PARTI DELL'ESERCIZIO:
#1 Secondo il brano sul credito alle imprese agricole, quale soglia di impieghi è stata superata?
#2 Prosegua il brano sul credito alle imprese agricole, riprendendo subito dopo l'ultima frase riportata.

BRANO DELL'ESERCIZIO:
====

Moratorie fiscali, molte imprese agricole sperano nella possibilità di poter rinegoziare il debito, con la garanzia di Ismea e Mediocredito centrale. Verso quale direzione si sta andando in legge di bilancio?
«Grazie agli strumenti messi in campo da Ismea ma soprattutto alla novità dell’accesso diretto al Fondo di Garanzia di Mediocredito centrale, le imprese agricole sono riuscite finalmente ad avere un accesso al credito più semplice e concreto. Abbiamo, infatti, superato i 5 miliardi di euro di impieghi: le porte delle banche non sono più ‘girevoli’ per i nostri agricoltori. Il nostro impegno continua verso l’elaborazione di misure ad hoc, calzate sui diversi settori agricoli, ognuno con le sue peculiarità. La questione moratoria ha una matrice più ampia che parte da nuove imposizioni dell’EBA, l’Autorità Bancaria Europea, che ha imposto a tutti gli istituti bancari che un ulteriore accesso delle imprese alla moratoria avrebbe potuto peggiorare il rating della posizione aziendale presso la stessa banca. Gli istituti finanziari, infatti, dovrebbero classificare chi rinnova la moratoria come “forborne”: una posizione è classificata tale se la misura di tolleranza di cui beneficia è accordata ad un debitore che si trova o è in procinto di trovarsi in difficoltà a rispettare i propri impegni finanziari. Pregiudicando così il resto dei finanziamenti dell’impresa. Dopo la nostra denuncia, abbiamo visto però che il presidente ABI Patuelli ha annunciato presto un intervento risolutivo che ci auguriamo giunga presto».

====

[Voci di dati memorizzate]

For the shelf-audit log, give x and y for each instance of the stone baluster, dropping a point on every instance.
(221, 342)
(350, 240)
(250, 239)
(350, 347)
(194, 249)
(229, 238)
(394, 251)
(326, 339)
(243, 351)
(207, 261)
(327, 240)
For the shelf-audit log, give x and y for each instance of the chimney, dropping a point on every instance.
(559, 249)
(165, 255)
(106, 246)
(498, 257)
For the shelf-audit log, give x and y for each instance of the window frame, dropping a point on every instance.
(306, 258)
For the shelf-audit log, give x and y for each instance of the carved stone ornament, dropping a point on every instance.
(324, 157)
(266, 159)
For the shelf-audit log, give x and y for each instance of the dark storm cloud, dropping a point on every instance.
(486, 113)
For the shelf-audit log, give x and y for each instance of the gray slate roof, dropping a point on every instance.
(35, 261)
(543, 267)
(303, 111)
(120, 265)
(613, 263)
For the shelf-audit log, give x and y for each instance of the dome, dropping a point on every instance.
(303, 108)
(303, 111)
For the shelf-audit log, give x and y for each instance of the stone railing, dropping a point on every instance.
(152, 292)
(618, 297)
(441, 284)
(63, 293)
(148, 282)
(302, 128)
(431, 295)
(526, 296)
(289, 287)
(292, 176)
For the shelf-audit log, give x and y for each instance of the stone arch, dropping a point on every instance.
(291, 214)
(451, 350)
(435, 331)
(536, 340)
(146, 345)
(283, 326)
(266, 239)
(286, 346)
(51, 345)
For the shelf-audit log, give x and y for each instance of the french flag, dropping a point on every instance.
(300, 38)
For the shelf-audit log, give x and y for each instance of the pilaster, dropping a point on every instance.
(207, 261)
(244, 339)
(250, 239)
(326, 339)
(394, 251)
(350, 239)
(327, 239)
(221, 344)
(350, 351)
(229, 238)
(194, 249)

====

RISPOSTE FORNITE:
#1 Sono stati superati i 5 miliardi di euro di impieghi.

#2
 
Costo delle materie prime e dei trasporti, quali strumenti sono stati previsti in legge di bilancio a sostegno delle imprese agricole su questo fronte?
«L’aumento dei costi è generalizzato ed è una conseguenza inevitabile della ripresa post-pandemia. Il comparto agricolo produce materie prime e, pertanto, alcuni settori hanno persino beneficiato di questo aumento dei prezzi, come ad esempio il cerealicolo. Altri, come la zootecnia, hanno visto schizzare i costi alle stelle. Per queste imprese stiamo cercando di elaborare strumenti di credito che possano dare loro ossigeno in un periodo particolare che dovrebbe assestarsi solo nella seconda metà del 2022, secondo le previsioni. L’unica arma per affrontare le tempeste sui mari dei mercati globali è quello di aggregarsi e fare sistema: ci sono strumenti e risorse. Abbiamo 1,2 miliardi di euro per i contratti di filiera e di distretto, a cui si aggiungono altri 120 milioni in Legge di Bilancio, che servono per fare rete tra le imprese di un territorio o di una filiera agroalimentare. Vi è poi lo strumento della CUN, la Commissione Unica Nazionale che mette attorno ad un tavolo produttori e trasformatori affinché si possa giungere ad una rilevazione trasparente e veritiera dei prezzi dei beni agricoli, a tutela della parte debole del singolo comparto. Sulla logistica interveniamo con 800 milioni di euro nel PNRR: senza infrastrutture che permettano ai prodotti freschi di arrivare sulle tavole dei consumatori in tempo utile si perdono grosse fette di marginalità e di competitività nei confronti dei competitor stranieri».
 
Il settore vinicolo per far fronte all’aumento dei costi di produzione e distribuzione ha chiesto misure straordinarie di alleviamento della tassazione sul lavoro e di contenimento dei costi dell’energia. Siete riusciti a trovare una sintesi?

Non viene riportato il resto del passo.